▶ _Given request_:
Present the entire listing below as a two-column CSV headed text and answer, with one row for each text and the answer that follows it. Enclose every field in double quotes and replace any line breaks with spaces.

▶ _Material_:
----

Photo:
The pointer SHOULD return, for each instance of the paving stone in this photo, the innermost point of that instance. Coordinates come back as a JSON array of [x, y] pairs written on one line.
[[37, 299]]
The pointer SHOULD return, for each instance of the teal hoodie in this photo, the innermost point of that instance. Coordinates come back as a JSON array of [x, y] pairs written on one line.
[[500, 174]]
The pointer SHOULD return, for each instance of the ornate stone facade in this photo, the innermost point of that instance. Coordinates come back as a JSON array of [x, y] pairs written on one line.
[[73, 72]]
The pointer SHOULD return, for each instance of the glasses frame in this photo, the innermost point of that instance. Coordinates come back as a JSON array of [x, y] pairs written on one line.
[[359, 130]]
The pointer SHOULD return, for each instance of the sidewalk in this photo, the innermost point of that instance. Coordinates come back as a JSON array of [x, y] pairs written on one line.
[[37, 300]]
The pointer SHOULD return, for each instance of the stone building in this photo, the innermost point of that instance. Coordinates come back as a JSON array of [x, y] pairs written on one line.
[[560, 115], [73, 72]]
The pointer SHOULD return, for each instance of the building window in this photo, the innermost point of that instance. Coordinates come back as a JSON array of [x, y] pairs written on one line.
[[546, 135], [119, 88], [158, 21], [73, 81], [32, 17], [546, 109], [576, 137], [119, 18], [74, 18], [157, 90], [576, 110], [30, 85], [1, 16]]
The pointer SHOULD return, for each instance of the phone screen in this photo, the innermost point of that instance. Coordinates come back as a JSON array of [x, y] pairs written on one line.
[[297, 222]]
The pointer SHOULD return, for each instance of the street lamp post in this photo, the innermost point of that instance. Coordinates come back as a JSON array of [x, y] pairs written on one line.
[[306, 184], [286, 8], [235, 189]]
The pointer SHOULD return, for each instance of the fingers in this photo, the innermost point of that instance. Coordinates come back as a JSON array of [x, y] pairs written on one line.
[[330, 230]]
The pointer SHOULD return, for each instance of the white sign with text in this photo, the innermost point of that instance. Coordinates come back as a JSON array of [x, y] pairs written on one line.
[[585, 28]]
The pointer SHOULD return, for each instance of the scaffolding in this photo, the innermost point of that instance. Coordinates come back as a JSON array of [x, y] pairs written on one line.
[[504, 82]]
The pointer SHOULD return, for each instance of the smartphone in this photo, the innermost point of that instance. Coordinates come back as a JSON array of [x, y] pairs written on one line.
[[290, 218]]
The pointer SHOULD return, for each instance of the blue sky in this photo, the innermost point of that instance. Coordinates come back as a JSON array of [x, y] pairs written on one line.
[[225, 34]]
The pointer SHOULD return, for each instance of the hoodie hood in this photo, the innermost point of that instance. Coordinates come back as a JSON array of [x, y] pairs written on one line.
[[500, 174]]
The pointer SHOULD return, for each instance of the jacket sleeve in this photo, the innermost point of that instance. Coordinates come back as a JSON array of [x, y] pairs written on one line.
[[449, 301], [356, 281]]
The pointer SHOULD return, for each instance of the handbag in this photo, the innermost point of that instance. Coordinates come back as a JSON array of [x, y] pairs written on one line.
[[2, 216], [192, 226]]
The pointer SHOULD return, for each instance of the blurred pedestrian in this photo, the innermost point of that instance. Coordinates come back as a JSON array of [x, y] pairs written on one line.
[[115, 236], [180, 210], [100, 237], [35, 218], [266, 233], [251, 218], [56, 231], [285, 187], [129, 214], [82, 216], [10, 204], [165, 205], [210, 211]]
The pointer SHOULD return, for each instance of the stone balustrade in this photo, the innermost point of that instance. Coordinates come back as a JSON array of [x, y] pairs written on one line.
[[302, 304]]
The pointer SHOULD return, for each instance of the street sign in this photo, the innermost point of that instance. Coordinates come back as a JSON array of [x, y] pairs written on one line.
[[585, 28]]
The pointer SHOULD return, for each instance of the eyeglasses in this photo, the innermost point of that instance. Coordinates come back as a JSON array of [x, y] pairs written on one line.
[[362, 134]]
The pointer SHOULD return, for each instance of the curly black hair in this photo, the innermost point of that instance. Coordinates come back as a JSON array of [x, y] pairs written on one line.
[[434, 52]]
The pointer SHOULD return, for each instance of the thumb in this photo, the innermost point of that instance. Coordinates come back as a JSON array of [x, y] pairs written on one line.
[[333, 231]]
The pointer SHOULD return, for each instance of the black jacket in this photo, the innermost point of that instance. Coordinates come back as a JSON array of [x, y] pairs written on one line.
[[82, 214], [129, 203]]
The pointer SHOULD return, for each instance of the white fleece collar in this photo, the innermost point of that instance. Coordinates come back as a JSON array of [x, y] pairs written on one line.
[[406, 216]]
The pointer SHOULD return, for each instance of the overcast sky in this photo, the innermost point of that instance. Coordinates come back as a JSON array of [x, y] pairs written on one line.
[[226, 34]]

----

▶ _Output below_:
text,answer
"Photo: The pointer SHOULD return, for each instance of the paving stone in this photo, the innermost point of that instance. Coordinates come back as a JSON array of [x, y] pairs written on one line.","[[37, 299]]"
"The pointer SHOULD return, for each instance of the teal hoodie in this photo, the innermost point of that instance. Coordinates come back as a JSON array of [x, y] pairs written on one line.","[[500, 174]]"
"The pointer SHOULD return, for each instance of the ornate stone facade in this photo, the innermost point of that instance. Coordinates come back as a JSON array of [x, y] pairs written on one line.","[[73, 72]]"
"The pointer SHOULD return, for each instance of the glasses frame in this photo, the innermost point of that instance. Coordinates come back as a JSON array of [x, y] pairs written on one line.","[[359, 130]]"
"The pointer SHOULD return, for each instance of the sidewalk in this photo, the innermost point of that instance. Coordinates come back as a JSON array of [x, y] pairs written on one line.","[[37, 300]]"
"The pointer SHOULD return, for each instance of the stone building in this photo, the innermost point of that instance. Coordinates come back as a JSON array of [x, y] pairs written on one line.","[[560, 115], [73, 72]]"
"The pointer SHOULD return, for each instance of the building window in this photo, the innermost point of that instance. Coordinates come back as a JSON array of [x, y] pairs written on one line.","[[546, 135], [119, 88], [158, 21], [73, 81], [32, 17], [546, 109], [576, 137], [119, 18], [74, 18], [157, 90], [576, 110], [30, 85], [1, 16]]"
"The pointer SHOULD return, for each instance of the phone screen in this photo, the innermost point of that instance. Coordinates come back as a JSON array of [x, y] pairs written on one line.","[[297, 222]]"
"The pointer SHOULD return, for each instance of the street lamp post in this photo, the innermost point of that instance. Coordinates come back as a JSON array of [x, y] pairs written on one line.","[[306, 184], [286, 8], [235, 189]]"
"The pointer SHOULD return, for each instance of the fingers in this photo, the innermost point of that instance. Coordinates come back as a JSON array of [x, y] pairs written on one line.","[[330, 230]]"
"The pointer SHOULD return, for each instance of the white sign with text in this photo, the innermost point of that instance. Coordinates come back as a JSON array of [x, y] pairs written on one line.","[[585, 28]]"
"The pointer SHOULD return, for each instance of the scaffolding in this photo, the innermost point of that instance. Coordinates come back as a JSON array of [x, y] pairs written on one line.","[[504, 82]]"
"The pointer SHOULD return, for each instance of the smartphone in this photo, the innermost point of that instance. Coordinates come back as a JSON array of [x, y] pairs written on one line.","[[290, 218]]"
"The pointer SHOULD return, for each instance of the blue sky in this photo, the innermost point of that instance. Coordinates come back as a JSON array of [x, y] pairs written on one line.","[[225, 34]]"
"The pointer SHOULD return, for each instance of the hoodie hood in this photo, the innermost point of that instance. Coordinates come back as a JSON array of [x, y] pairs written on one line.","[[500, 174]]"
"The pointer SHOULD return, for each instance of the jacket sleeve in this photo, the innermost point of that instance. Coordinates come back as a JSON array of [x, y] pairs written on one line.","[[449, 301], [356, 281]]"
"The pointer SHOULD return, for each instance of the handbag in this photo, the innermost point of that instance. Coordinates come back as a JSON array of [x, y] pairs written on one line.","[[2, 216], [192, 226]]"
"The pointer SHOULD return, for each instance of the blurred pedestrian in this photo, the innermost point of that instance. Coordinates come back as a JSON array of [x, y] pairs written on one line.","[[115, 236], [180, 210], [100, 237], [35, 218], [266, 233], [251, 218], [56, 231], [285, 187], [129, 214], [82, 216], [10, 204], [165, 205], [210, 211]]"
"The pointer SHOULD return, for each instance of the stone balustrade in this photo, the innermost point of that instance. Coordinates come back as a JSON array of [x, y] pairs written on one line.","[[302, 304]]"
"The pointer SHOULD return, for each instance of the street sign in this photo, the innermost point of that instance. Coordinates come back as a JSON array of [x, y] pairs written on one line.","[[585, 28]]"
"The pointer SHOULD return, for each instance of the eyeglasses in this photo, the innermost point of that instance. Coordinates come back as a JSON array of [x, y] pairs written on one line.","[[362, 134]]"
"The pointer SHOULD return, for each instance of the curly black hair in this photo, the innermost point of that instance. Coordinates come back as a JSON array of [x, y] pairs written on one line.","[[434, 52]]"
"The pointer SHOULD return, for each instance of the thumb in this photo, the innermost point of that instance. Coordinates come back as a JSON array of [x, y] pairs written on one line.","[[333, 231]]"
"The pointer SHOULD return, for each instance of the black jacket in this photo, the innermost point of that instance. Coordinates come back as a JSON array of [x, y] pairs written on one line.","[[82, 214], [129, 203]]"
"The pointer SHOULD return, for each instance of the white fleece collar in this photo, the innermost point of that instance. Coordinates come back as a JSON array of [x, y] pairs written on one line.","[[406, 216]]"
"The pointer SHOULD return, for each instance of the overcast sky in this photo, the innermost point of that instance. Coordinates come back as a JSON array of [x, y] pairs written on one line.","[[226, 34]]"